╭─ TEXTO SELECCIONADO
De ese grupo selecto de gobernantes de nuestra Corporación no puedo dejar de mencionar en esta noche, histórica e inolvidable en mi vida profesional, como un homenaje de respeto, de admiración, de profundo afecto, a aquellos Académicos cuya sangre corre por mis venas, nacidos los tres en tierras huilenses, dos en la región del Agrado, pueblito perdido en las estribaciones orientales de la cordillera central, al sur del entonces Estado Soberano del Tolima, en el punto donde el paisaje agreste de las montañas andinas se transforma, lentamente, en las fértiles y ardientes vegas de la margen izquierda del gran río de La Magdalena y el tercero, natural de la villa de Campoalegre, unos pocos kilómetros al sur de la ciudad de Neiva, realmente nacido en la centenaria casona de la hacienda de La Angostura, propiedad por ese entonces del común abuelo materno, el General Liborio Durán Borrero. Me refiero a los Profesores Zoilo Cuéllar Durán, brillante cirujano, fundador de la cátedra de urología en la Facultad de Medicina de la Universidad Nacional, en 1913, Presidente de esta Academia entre 1930 y 1932; Manuel Antonio Cuéllar Durán, mi abuelo, diez años menor que su hermano Zoilo, oftalmólogo y otorrinolaringólogo, fundador de la cátedra de técnica quirúrgica en oftalmología en la misma Facultad, Presidente de esta Corporación entre 1948 y 1950 y Rafael Ucrós Durán, primo hermano de los anteriores, gran cirujano, fiel seguidor de las enseñanzas de Lord Joseph Lister sobre asepsia y antisepsia, fundador de la cátedra de ginecología en el alma mater, en 1903, Presidente de esta Academia en dos períodos, entre 1932 y 1934 y entre 1934 y 1936; los tres, diplomados en París. A ellos me acojo, como sombras tutelares y ejemplos a seguir en la conducción de esta noble y benemérita institución.
╰─
╭─ DATOS PARA ANALIZAR
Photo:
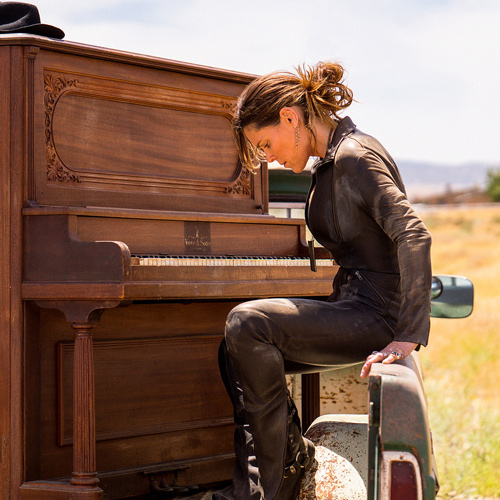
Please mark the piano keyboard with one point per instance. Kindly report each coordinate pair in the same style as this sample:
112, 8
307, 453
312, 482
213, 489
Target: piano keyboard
184, 260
╰─
▶ **RESUELVE LO SIGUIENTE**
A – Reescribe como lista el párrafo del texto seleccionado que empieza con «De ese grupo selecto» y conserva sus datos principales.
B – Retoma el texto sobre los tres académicos huilenses y continúalo a partir de su última oración.

▶ **RESPUESTAS POR NÚMERO**
A –
- El orador rinde homenaje, en una noche que considera histórica para su vida profesional, a tres académicos de su familia que gobernaron la Corporación.
- Los tres nacieron en tierras huilenses. Dos nacieron en El Agrado, al sur del entonces Estado Soberano del Tolima. El tercero nació en Campoalegre, en la casona de la hacienda La Angostura, que pertenecía al abuelo materno común, el General Liborio Durán Borrero.
- Zoilo Cuéllar Durán fue cirujano y fundó en 1913 la cátedra de urología en la Facultad de Medicina de la Universidad Nacional. Presidió la Academia entre 1930 y 1932.
- Manuel Antonio Cuéllar Durán, abuelo del orador y diez años menor que Zoilo, fue oftalmólogo y otorrinolaringólogo. Fundó la cátedra de técnica quirúrgica en oftalmología en la misma Facultad y presidió la Corporación entre 1948 y 1950.
- Rafael Ucrós Durán, primo hermano de los anteriores, fue cirujano y seguidor de Lord Joseph Lister en asepsia y antisepsia. Fundó en 1903 la cátedra de ginecología y presidió la Academia entre 1932 y 1934 y entre 1934 y 1936.
- Los tres obtuvieron su diploma en París. El orador los toma como sombras tutelares y ejemplos para conducir la institución.

B –
Quiero recordar también, con inmenso cariño, la figura señera del Profesor Julio Araújo Cuéllar, pediatra distinguido, verdadero apóstol de la profesión y trabajador incansable en el Centro de Vacunación del desaparecido Hospital Infantil Lorencita Villegas de Santos a quien, a pesar de la inmensa diferencia de edad, me unió un profundo afecto, a la par que una sincera e imperecedera amistad: fueron muchas las horas compartidas con él en esta Academia. Y del grupo de queridos coprofesores ya tristemente desaparecidos: cuánto he pensado en estos días en dos grandes amigo nuestros, compañeros de tantas veladas académicas: el connotado salubrista e historiador médico, Académico Fernando Serpa Flórez y el excelente internista y nefrólogo, profesor universitario, fundador de la Facultad de Medicina de la Universidad Industrial de Santander, Académico Roso Alfredo Cala Hederich. Faltaría a la justicia y a la gratitud si no hiciese mención, en esta noche que para él, estoy seguro, hubiera sido de altísima satisfacción, del Miembro Honorario Profesor José Ignacio Barraquer Moner, mi maestro, de quien yo fuese tan cercano a lo largo de 17 años, y a quien me unió una amistad profunda y una verdadera relación filial. Y, naturalmente, en el universo de mis afectos surge, a mi lado, la presencia inmanente y la imagen de bonhomía del doctor Zoilo Cuéllar Calderón, mi padre, también oftalmólogo cuyo ejemplo de rectitud y de apostolado me impulsó hacia la medicina.